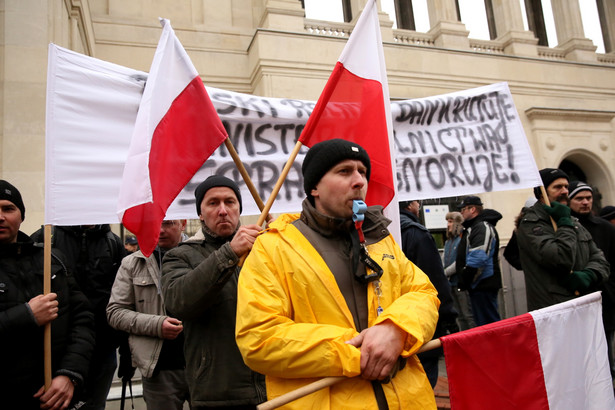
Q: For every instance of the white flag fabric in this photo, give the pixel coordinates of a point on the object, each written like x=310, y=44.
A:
x=461, y=143
x=552, y=358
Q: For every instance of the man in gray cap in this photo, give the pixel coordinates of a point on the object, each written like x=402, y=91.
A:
x=559, y=258
x=603, y=233
x=199, y=285
x=478, y=263
x=322, y=295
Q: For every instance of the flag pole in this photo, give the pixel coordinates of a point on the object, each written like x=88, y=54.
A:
x=274, y=193
x=325, y=382
x=244, y=173
x=47, y=290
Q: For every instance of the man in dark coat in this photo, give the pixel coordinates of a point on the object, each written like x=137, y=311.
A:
x=581, y=200
x=24, y=312
x=478, y=261
x=560, y=260
x=420, y=248
x=94, y=254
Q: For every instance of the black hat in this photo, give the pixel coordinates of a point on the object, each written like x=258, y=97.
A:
x=325, y=155
x=10, y=193
x=608, y=212
x=548, y=175
x=212, y=182
x=470, y=200
x=577, y=186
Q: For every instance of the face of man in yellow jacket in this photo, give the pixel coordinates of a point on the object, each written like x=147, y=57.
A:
x=382, y=344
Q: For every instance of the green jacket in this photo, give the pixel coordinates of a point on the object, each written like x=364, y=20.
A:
x=199, y=284
x=549, y=256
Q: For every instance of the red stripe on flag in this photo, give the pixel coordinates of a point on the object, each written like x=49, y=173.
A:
x=496, y=366
x=186, y=136
x=352, y=108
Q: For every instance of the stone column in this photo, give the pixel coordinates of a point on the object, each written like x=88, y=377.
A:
x=509, y=28
x=569, y=28
x=448, y=32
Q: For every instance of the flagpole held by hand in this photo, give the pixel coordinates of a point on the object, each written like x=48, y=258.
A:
x=276, y=189
x=47, y=290
x=325, y=382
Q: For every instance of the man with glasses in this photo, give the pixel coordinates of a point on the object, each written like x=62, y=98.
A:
x=478, y=263
x=137, y=307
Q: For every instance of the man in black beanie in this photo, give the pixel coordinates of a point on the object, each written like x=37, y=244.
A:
x=559, y=262
x=199, y=285
x=24, y=312
x=581, y=197
x=320, y=295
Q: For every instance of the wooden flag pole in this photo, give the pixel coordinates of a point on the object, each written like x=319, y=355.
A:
x=244, y=174
x=276, y=189
x=47, y=290
x=325, y=382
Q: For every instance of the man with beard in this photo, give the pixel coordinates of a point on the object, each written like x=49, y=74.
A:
x=603, y=233
x=559, y=258
x=199, y=286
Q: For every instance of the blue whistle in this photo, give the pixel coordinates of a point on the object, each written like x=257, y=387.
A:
x=358, y=210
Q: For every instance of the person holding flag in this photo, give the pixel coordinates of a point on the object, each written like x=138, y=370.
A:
x=24, y=312
x=559, y=258
x=322, y=296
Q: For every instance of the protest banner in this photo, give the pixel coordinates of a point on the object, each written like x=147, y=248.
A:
x=461, y=143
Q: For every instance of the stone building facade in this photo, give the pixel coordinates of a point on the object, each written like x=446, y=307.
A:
x=565, y=95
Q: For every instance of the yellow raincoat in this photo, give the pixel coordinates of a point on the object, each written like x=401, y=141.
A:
x=293, y=322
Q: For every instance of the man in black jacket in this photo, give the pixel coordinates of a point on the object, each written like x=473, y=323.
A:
x=580, y=196
x=419, y=247
x=94, y=254
x=24, y=312
x=478, y=261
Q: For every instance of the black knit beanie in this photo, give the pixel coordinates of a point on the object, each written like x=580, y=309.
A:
x=10, y=193
x=549, y=175
x=212, y=182
x=325, y=155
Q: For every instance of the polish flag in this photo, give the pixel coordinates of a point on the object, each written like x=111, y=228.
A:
x=176, y=130
x=355, y=106
x=552, y=358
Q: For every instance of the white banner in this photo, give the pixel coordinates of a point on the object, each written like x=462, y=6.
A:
x=454, y=144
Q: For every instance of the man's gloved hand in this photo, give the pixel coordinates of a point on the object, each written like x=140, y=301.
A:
x=580, y=280
x=560, y=213
x=125, y=371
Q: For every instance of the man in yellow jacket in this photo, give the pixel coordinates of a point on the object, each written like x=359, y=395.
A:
x=313, y=304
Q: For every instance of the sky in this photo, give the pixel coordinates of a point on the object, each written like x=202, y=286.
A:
x=472, y=14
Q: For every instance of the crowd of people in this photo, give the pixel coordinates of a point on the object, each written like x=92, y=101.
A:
x=324, y=292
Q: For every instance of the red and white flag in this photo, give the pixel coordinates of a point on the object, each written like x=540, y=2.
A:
x=355, y=105
x=552, y=358
x=176, y=130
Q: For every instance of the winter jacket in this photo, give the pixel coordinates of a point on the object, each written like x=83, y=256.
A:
x=21, y=339
x=478, y=261
x=136, y=307
x=549, y=256
x=94, y=256
x=603, y=234
x=293, y=321
x=420, y=248
x=199, y=285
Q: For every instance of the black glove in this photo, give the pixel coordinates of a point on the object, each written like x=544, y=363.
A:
x=560, y=213
x=467, y=277
x=580, y=280
x=125, y=371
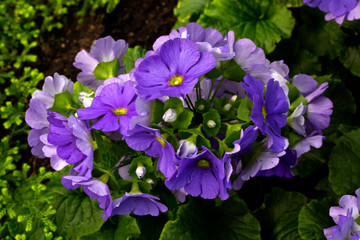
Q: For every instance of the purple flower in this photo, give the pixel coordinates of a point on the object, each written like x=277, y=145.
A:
x=94, y=188
x=208, y=40
x=139, y=204
x=52, y=86
x=268, y=114
x=319, y=108
x=104, y=50
x=338, y=10
x=344, y=217
x=174, y=71
x=283, y=169
x=72, y=141
x=201, y=175
x=112, y=109
x=251, y=59
x=150, y=141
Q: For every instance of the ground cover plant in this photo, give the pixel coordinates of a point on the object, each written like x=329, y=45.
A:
x=248, y=127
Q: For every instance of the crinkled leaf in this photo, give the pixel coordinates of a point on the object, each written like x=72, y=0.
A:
x=263, y=21
x=131, y=56
x=189, y=11
x=344, y=164
x=314, y=218
x=279, y=220
x=200, y=219
x=76, y=214
x=105, y=70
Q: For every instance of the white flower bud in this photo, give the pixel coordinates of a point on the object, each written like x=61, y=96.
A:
x=211, y=124
x=233, y=98
x=170, y=115
x=85, y=99
x=140, y=171
x=227, y=107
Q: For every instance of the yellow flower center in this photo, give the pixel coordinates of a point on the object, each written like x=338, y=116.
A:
x=203, y=163
x=176, y=80
x=120, y=111
x=161, y=141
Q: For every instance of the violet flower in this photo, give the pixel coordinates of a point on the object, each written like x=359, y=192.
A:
x=112, y=109
x=201, y=175
x=104, y=50
x=94, y=188
x=268, y=114
x=139, y=204
x=174, y=71
x=149, y=140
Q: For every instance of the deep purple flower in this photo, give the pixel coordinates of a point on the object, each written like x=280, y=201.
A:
x=344, y=217
x=72, y=141
x=94, y=188
x=268, y=114
x=283, y=168
x=319, y=108
x=139, y=204
x=201, y=175
x=112, y=109
x=149, y=140
x=208, y=40
x=251, y=59
x=104, y=50
x=174, y=71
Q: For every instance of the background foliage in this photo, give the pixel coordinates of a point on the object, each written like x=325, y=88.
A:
x=33, y=205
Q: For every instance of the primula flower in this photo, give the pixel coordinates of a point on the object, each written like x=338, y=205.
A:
x=207, y=40
x=139, y=204
x=94, y=188
x=73, y=144
x=345, y=217
x=201, y=175
x=104, y=50
x=174, y=71
x=268, y=114
x=149, y=140
x=336, y=9
x=112, y=109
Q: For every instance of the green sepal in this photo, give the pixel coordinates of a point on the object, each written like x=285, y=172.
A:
x=63, y=103
x=157, y=111
x=105, y=70
x=213, y=115
x=244, y=109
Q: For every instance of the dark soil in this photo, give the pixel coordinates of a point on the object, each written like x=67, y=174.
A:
x=138, y=22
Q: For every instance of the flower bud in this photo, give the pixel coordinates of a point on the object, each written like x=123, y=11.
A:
x=140, y=171
x=186, y=149
x=211, y=124
x=170, y=115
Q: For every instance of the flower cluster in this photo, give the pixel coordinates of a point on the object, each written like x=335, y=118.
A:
x=175, y=118
x=346, y=217
x=338, y=10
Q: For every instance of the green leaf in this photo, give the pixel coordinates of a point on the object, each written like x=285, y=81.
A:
x=131, y=56
x=125, y=228
x=76, y=214
x=189, y=11
x=279, y=220
x=344, y=164
x=314, y=218
x=63, y=103
x=211, y=123
x=105, y=70
x=200, y=219
x=244, y=110
x=263, y=21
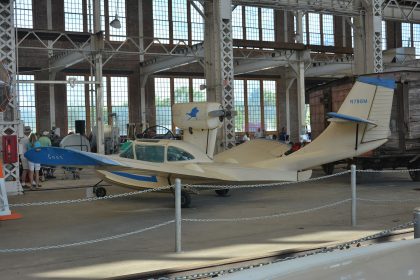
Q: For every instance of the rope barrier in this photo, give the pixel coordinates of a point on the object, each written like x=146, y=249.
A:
x=90, y=199
x=270, y=216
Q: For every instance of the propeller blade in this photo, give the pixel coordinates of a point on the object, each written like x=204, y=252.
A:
x=217, y=113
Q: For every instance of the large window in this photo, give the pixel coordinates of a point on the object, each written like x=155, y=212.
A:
x=384, y=45
x=317, y=29
x=255, y=104
x=181, y=90
x=78, y=17
x=175, y=90
x=270, y=108
x=411, y=36
x=237, y=23
x=73, y=15
x=92, y=102
x=23, y=14
x=178, y=21
x=328, y=30
x=81, y=102
x=199, y=93
x=26, y=100
x=252, y=23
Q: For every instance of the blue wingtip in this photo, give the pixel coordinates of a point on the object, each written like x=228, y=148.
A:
x=67, y=157
x=383, y=82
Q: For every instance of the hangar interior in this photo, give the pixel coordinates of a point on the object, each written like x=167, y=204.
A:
x=120, y=65
x=116, y=62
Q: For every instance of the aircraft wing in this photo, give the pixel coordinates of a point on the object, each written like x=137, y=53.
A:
x=231, y=172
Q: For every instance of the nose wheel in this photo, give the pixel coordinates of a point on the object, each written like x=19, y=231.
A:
x=222, y=192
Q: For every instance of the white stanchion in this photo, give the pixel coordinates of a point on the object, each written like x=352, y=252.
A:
x=417, y=223
x=353, y=195
x=178, y=218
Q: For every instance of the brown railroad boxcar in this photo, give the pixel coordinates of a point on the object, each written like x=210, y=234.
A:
x=403, y=146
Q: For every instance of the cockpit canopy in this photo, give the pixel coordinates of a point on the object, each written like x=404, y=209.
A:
x=153, y=152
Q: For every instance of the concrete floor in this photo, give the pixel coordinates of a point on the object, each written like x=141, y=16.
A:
x=202, y=242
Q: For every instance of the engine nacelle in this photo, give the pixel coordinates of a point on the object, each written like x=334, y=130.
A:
x=196, y=115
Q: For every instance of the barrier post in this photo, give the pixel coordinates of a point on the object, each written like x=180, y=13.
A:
x=353, y=195
x=4, y=206
x=417, y=223
x=178, y=215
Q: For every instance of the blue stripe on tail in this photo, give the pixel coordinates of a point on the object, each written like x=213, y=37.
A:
x=383, y=82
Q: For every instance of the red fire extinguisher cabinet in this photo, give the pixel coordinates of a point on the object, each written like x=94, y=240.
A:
x=10, y=152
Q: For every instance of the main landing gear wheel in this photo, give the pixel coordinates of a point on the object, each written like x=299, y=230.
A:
x=222, y=192
x=99, y=191
x=185, y=199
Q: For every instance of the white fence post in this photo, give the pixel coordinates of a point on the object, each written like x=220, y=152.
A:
x=353, y=195
x=178, y=215
x=417, y=223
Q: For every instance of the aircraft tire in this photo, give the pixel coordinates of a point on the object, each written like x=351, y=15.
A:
x=222, y=192
x=414, y=175
x=100, y=192
x=185, y=199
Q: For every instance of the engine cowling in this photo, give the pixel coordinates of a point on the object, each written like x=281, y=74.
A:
x=196, y=115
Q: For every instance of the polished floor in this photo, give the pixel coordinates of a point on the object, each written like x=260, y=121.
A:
x=73, y=224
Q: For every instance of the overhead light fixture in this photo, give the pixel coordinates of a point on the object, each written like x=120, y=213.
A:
x=115, y=23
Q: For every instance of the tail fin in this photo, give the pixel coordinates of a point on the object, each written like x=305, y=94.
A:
x=371, y=99
x=361, y=125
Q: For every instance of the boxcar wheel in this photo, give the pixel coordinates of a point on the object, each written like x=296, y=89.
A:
x=100, y=192
x=414, y=175
x=185, y=199
x=328, y=168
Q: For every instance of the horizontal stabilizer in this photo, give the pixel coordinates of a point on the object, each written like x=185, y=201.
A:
x=67, y=157
x=342, y=117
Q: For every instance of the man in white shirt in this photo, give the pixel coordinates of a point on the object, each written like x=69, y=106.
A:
x=23, y=146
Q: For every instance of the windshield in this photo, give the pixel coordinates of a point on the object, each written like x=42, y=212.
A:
x=177, y=154
x=150, y=153
x=127, y=150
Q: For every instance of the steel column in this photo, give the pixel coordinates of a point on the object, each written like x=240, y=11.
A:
x=9, y=122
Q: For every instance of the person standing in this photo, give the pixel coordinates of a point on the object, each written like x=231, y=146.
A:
x=45, y=141
x=34, y=143
x=23, y=147
x=259, y=133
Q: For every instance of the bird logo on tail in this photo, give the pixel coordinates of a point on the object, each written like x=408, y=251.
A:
x=193, y=113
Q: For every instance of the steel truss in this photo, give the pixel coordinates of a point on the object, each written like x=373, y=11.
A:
x=392, y=9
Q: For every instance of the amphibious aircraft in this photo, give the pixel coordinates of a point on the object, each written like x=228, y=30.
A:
x=360, y=125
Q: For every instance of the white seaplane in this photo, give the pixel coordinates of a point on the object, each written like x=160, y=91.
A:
x=361, y=124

+-------+

## Exercise instructions
Among the records above, locate the line containing "Q: For every instance of the primula" and the line containing "Q: For every instance of the large", then transcribe exactly the lines starting at the first and ending at the second, with no pictures.

## Answer to this problem
Q: For every instance of the primula flower in this photo, give the pixel coordinates of a point on the object, each written like x=338, y=205.
A:
x=207, y=40
x=139, y=204
x=94, y=188
x=73, y=144
x=345, y=217
x=201, y=175
x=104, y=50
x=174, y=71
x=268, y=114
x=149, y=140
x=336, y=9
x=112, y=109
Q: For every instance of the green sepal in this photo, give the pixel coordinates of a point on the object, each written like x=285, y=172.
A:
x=63, y=103
x=157, y=111
x=105, y=70
x=213, y=115
x=244, y=109
Q: For every instance of the dark soil in this photo, give the pixel coordinates of a point on the object, each written like x=67, y=174.
A:
x=138, y=22
Q: For every instance of the flower bud in this photo, give the pixel coordinates of a point on the object, each written like x=123, y=11.
A:
x=140, y=171
x=186, y=149
x=211, y=124
x=170, y=115
Q: For every instance of the flower cluster in this photo, give the pixel coordinates of a point on the object, each written like x=335, y=118.
A:
x=175, y=118
x=346, y=217
x=338, y=10
Q: For every instance of the green leaf in this photo, give the pixel coordinates of a point on the object, each written like x=285, y=81.
A:
x=131, y=56
x=125, y=228
x=76, y=214
x=189, y=11
x=279, y=220
x=344, y=164
x=314, y=218
x=63, y=103
x=211, y=123
x=105, y=70
x=200, y=219
x=244, y=110
x=263, y=21
Q: For every instance of the rope barrier in this photo, give the pixel coordinates of a point on the object, each written like x=146, y=249.
A:
x=90, y=199
x=270, y=216
Q: For every instance of the propeller blade in this photo, give the pixel coordinates of a point on the object, each written like x=204, y=252.
A:
x=217, y=113
Q: For every instance of the large window in this photo, give the pixel coordinates of a point on the object, each written like x=155, y=212.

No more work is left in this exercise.